RECORDS:
--------------------
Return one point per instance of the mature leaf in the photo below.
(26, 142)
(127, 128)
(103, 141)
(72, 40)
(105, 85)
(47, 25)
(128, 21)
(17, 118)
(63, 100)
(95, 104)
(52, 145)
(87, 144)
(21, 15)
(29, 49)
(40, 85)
--------------------
INSTRUCTION: Copy the records above line for line, with no changes.

RESULT BELOW:
Return one point per instance of the mature leaf in the photo below.
(26, 142)
(127, 128)
(103, 141)
(72, 40)
(105, 85)
(47, 25)
(128, 21)
(17, 118)
(63, 100)
(95, 104)
(52, 145)
(87, 144)
(21, 15)
(29, 49)
(40, 85)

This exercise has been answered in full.